MCC photo/Ted Oswald

In Mozambique, we help replace open wells with drilled capped wells with pumps to provide clean water that people like Marinha Mariano can use for drinking, washing dishes or bathing. Read more about our work with water in Mozambique. 

MCC photo/Matthew Sawatzky

8. Promote sustained, inclusive and sustainable economic growth, full and productive employment and decent work for all

Around the world, we’re proud to support programs that help people earn a living and find meaningful employment. In Bangladesh, we provide funding for students like Nirma Mankhin to attend training programs such as nurses’ college when they wouldn’t otherwise be able to afford it. 

MCC photo/Colin Vandenberg

And in Rwanda, we support vocational training for disadvantaged students in professions like hairdressing, mechanics, sewing, cooking and construction. After a year of study, students like Jean Paul Ntakirutimana (front) and Emmanuel Ntakirutimana, will go on to complete an internship in their field. 

MCC photo/James Souder

13. Take urgent action to combat climate change and its impacts

As the climate continues to warm, disasters and drought become more common and increasingly severe. We strive to help communities adapt to the changes, and to do our best to prevent future damage.

For example, in Burkina Faso, we support training on conservation agriculture techniques like half-moon farming. The new skills help farmers like Etienne Tiendrébeogo capture rainwater during storms, control erosion, improve soil fertility and increase water retention in the soil. Learn more about how conservation agriculture works.

MCC photo/James Souder

In Canada and the U.S., some offices use recycled rainwater or plant rooftop gardens to reduce their environmental impact. One thrift shop installed 180 solar panels, which will supply 50 percent of energy for the shop. Learn more about how MCC is caring for the environment in Canada and the U.S.

#### Data lines:
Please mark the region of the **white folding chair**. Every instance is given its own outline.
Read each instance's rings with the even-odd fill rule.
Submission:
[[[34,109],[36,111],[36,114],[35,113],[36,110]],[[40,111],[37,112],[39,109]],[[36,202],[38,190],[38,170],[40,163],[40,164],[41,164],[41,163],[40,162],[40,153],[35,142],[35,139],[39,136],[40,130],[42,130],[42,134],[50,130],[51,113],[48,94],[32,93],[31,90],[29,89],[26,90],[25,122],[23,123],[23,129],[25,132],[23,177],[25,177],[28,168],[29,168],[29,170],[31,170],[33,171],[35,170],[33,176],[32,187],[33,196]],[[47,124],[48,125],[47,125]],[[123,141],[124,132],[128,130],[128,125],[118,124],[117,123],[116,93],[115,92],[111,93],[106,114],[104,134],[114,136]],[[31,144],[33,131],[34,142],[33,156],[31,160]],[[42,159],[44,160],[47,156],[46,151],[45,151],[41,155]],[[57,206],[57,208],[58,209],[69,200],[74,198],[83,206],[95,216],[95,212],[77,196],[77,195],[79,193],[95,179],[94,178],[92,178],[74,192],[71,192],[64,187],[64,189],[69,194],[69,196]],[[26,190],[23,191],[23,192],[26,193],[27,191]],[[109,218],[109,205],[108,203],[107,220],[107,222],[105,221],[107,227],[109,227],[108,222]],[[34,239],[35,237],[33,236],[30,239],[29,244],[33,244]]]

#### Written problem:
Proceed with the text about MCC's work toward the development goals, picking up after its last sentence. This listing has no connection to the text about MCC's work toward the development goals.

#### The output:
Photo courtesy of Sam Stoner

16. Promote peaceful and inclusive societies for sustainable development, provide access to justice for all and build effective, accountable and inclusive institutions at all levels

As an Anabaptist organization, we strive to make promoting peace a part of all we do. In Honduras, where gang violence has forced many people to flee the area of Chamelecón where José Fernández is pastor of a Mennonite church, MCC supports the peace project that teaches students about conflict prevention and alternatives to violence. Learn more about the peace and justice project in Honduras.

MCC photo/Nina Linton

Peace clubs started as an MCC-supported program in three schools in Zambia, helping students learn about conflict resolution. Now there are peace clubs in more than 650 schools in 14 African countries, including Mukuru Mennonite Academy in Nairobi, Kenya (pictured), and the clubs are starting in Canada and the U.S. Learn more about the first peace club starting in Ontario.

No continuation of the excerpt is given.